* Problem description *
Whenever "find" appears in a line, please copy that line from the data.

Spatial localization data:
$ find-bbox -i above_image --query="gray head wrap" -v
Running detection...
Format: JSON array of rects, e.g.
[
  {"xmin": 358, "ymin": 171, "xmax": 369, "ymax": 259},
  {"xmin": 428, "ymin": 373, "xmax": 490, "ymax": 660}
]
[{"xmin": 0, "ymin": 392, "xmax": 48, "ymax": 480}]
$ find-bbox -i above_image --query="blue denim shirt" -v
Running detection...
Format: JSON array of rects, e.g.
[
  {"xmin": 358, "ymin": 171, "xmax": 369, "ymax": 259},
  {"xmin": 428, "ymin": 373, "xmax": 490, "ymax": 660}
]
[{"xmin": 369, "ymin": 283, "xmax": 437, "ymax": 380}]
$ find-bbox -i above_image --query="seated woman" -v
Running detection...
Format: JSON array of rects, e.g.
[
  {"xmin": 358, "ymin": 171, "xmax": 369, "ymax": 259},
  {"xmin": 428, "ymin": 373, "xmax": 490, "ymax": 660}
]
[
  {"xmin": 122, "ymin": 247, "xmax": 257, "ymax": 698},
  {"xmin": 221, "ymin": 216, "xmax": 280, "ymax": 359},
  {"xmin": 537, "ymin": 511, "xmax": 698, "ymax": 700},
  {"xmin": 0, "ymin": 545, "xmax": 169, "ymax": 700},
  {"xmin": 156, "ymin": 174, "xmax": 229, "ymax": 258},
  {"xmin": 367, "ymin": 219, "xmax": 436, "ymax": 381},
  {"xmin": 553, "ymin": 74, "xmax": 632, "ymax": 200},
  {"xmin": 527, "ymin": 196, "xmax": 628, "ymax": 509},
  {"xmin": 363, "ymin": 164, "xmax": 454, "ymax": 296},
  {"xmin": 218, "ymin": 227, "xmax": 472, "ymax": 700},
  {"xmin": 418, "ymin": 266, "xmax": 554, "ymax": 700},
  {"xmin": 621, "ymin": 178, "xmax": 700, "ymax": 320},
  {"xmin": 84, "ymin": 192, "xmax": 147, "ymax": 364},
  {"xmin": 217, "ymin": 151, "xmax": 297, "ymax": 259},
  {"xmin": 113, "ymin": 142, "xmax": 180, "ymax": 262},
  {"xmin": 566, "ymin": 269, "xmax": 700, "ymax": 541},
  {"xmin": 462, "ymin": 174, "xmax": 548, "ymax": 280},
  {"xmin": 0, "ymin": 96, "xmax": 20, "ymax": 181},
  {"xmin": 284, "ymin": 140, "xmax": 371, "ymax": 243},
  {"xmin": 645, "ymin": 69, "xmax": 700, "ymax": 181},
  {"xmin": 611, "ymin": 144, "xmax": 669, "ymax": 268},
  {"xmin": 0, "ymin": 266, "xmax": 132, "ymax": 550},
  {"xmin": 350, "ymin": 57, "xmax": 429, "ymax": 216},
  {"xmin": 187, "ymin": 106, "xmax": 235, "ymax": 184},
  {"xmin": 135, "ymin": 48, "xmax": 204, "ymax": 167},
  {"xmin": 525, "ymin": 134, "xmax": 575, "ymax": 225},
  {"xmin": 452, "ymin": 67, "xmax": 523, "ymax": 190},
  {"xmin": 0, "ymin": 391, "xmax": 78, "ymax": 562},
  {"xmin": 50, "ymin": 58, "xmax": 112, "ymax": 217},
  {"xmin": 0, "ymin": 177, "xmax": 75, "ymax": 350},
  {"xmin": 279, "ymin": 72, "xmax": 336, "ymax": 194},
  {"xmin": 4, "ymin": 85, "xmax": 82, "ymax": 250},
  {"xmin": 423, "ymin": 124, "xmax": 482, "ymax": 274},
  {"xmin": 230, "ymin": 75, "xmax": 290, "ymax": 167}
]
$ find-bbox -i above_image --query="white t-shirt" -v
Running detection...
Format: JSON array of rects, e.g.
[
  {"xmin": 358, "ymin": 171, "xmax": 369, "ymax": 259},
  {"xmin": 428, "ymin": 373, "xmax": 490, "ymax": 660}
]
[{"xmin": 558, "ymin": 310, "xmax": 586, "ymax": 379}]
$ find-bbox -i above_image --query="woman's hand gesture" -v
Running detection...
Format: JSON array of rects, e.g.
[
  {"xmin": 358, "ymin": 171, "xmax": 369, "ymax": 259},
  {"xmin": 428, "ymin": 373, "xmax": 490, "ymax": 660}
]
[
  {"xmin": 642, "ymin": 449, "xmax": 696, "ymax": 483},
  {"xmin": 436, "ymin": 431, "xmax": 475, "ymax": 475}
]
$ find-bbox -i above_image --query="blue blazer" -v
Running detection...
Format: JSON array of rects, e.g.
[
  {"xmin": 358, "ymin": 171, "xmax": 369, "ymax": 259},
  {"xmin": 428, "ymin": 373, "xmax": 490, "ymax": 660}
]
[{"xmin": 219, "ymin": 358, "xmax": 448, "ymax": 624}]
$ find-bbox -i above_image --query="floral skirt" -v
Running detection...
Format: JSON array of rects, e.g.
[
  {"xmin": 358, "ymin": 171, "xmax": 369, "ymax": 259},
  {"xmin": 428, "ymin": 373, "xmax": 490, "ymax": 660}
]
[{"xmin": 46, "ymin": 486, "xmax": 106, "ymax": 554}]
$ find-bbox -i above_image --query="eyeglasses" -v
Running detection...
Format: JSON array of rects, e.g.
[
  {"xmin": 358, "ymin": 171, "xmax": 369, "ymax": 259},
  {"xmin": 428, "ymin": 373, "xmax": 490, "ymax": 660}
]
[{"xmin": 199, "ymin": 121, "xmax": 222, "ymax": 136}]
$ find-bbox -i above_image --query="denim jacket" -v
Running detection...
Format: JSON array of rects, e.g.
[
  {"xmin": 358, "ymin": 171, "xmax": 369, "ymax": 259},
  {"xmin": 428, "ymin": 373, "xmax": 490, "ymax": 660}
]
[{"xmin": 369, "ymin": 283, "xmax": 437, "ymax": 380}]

* Written solution *
$ find-bbox -i above_image --query="gray head wrap" -v
$ find-bbox -i above_image --query="blue denim shirt" -v
$ find-bbox -i above_image --query="seated woman" -v
$ find-bbox -i above_image --query="white t-shirt" -v
$ find-bbox -i above_image --query="woman's hand gesture" -v
$ find-bbox -i above_image --query="blue blazer" -v
$ find-bbox -i above_image --query="floral skirt" -v
$ find-bbox -i above_image --query="eyeglasses" -v
$ find-bbox -i above_image --query="denim jacket" -v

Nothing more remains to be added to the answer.